◆ LISTING ◆
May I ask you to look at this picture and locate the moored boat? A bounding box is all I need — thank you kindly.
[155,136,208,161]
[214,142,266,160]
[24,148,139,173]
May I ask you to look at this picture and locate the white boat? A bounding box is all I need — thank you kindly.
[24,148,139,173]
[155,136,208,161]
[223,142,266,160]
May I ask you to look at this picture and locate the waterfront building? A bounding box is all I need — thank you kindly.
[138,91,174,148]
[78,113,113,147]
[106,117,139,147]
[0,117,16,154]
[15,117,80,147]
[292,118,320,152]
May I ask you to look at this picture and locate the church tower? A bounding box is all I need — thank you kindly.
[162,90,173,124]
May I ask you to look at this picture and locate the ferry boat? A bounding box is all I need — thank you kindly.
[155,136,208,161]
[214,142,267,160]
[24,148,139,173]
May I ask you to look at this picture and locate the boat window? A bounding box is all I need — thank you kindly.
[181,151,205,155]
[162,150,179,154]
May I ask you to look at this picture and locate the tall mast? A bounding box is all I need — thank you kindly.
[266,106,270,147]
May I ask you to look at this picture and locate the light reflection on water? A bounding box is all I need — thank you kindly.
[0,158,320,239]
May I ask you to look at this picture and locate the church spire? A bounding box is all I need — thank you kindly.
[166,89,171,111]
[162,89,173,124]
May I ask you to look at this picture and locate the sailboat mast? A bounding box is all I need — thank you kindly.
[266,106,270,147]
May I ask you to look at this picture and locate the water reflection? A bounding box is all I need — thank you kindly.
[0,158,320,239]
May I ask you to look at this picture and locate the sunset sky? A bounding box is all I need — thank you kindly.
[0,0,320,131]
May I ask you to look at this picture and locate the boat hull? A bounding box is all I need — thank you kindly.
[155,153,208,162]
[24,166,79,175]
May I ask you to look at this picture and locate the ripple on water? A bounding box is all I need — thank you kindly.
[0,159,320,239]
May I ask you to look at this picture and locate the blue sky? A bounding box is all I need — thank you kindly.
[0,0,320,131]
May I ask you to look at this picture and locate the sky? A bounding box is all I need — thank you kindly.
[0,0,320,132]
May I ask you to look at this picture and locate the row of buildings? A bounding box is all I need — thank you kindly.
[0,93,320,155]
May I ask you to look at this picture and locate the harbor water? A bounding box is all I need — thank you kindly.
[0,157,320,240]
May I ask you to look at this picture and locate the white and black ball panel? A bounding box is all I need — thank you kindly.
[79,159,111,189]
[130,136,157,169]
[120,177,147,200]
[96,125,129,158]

◆ THE PROBLEM ◆
Format every row above as a Markdown table with two columns, Number and Entry. Put each row's sequence number in Number and its text in Entry, and omit blank lines.

◆ FINAL RESULT ◆
| Number | Entry |
|---|---|
| 1 | May I ask you to look at this picture and locate the moored boat? A bounding box is all I need — thank you kindly. |
| 2 | [155,136,208,161] |
| 3 | [214,142,266,160] |
| 4 | [24,148,139,173] |
| 5 | May I ask you to look at this picture and locate the white boat? A bounding box is all I need — thank you kindly. |
| 6 | [24,148,139,173] |
| 7 | [155,136,208,161] |
| 8 | [223,142,266,160] |
| 9 | May I ask you to look at this picture and locate the waterfront building? A bounding box is all I need — thank you kindly. |
| 10 | [138,91,174,148] |
| 11 | [78,113,113,147] |
| 12 | [106,117,139,147] |
| 13 | [0,117,16,154] |
| 14 | [15,117,80,147] |
| 15 | [292,118,320,152] |
| 16 | May I ask you to look at this picture and locate the church tower? A bounding box is all I need — thank you kindly. |
| 17 | [162,90,173,124] |
| 18 | May I ask you to look at this picture and locate the ferry boat? A bounding box is all I need — thank you kindly. |
| 19 | [155,136,208,161] |
| 20 | [214,142,267,160] |
| 21 | [24,148,139,173] |
| 22 | May I ask you to look at this picture and locate the boat window? A bounding box is all I need — thank you kindly. |
| 23 | [181,151,205,155] |
| 24 | [162,150,179,154] |
| 25 | May I ask you to look at this picture and locate the tall mast? A bounding box is all I need — thank you kindly. |
| 26 | [266,106,270,147] |
| 27 | May I ask you to look at this picture and locate the light reflection on water? A bounding box is all I need — thank you kindly. |
| 28 | [0,158,320,239] |
| 29 | May I ask you to look at this picture and locate the church spire? A bounding box is all I need — thank you kindly. |
| 30 | [166,89,171,111] |
| 31 | [162,89,173,124] |
| 32 | May I ask you to look at this picture and locate the sailboat mast? A bounding box is all I need — thank you kindly. |
| 33 | [266,106,270,147] |
| 34 | May I ask you to look at this picture and locate the water reflection? A bounding box is all I need — thank you kindly. |
| 35 | [0,158,320,239] |
| 36 | May I ask you to look at this picture and locate the sunset sky? A bounding box is all I need — thank you kindly. |
| 37 | [0,0,320,131] |
| 38 | May I ask you to look at this picture and locate the boat hull? A bounding box is all I need — thank you kindly. |
| 39 | [155,153,208,162] |
| 40 | [24,166,79,175] |
| 41 | May I ask you to look at this picture and locate the ripple on water? A bounding box is all I need — thank you kindly. |
| 42 | [0,159,320,239] |
| 43 | May I ask you to look at this picture and locate the blue sky? A bounding box is all I need — thank you kindly. |
| 44 | [0,0,320,131] |
| 45 | May I ask you to look at this picture and locate the sky? A bounding box is all I need — thank you kindly. |
| 46 | [0,0,320,132] |
| 47 | May I ask you to look at this picture and locate the row of buildings? A bounding box is all I need — thank you kindly. |
| 48 | [0,93,320,155] |
| 49 | May I ask you to look at this picture and locate the harbor water? A bounding box is all I need — thank you kindly. |
| 50 | [0,157,320,240] |
| 51 | May I ask you to look at this picture and locate the white and black ball panel? A bounding box is all I need — thank you kindly. |
| 52 | [79,159,111,189] |
| 53 | [130,136,157,169] |
| 54 | [120,177,147,200] |
| 55 | [96,125,129,158] |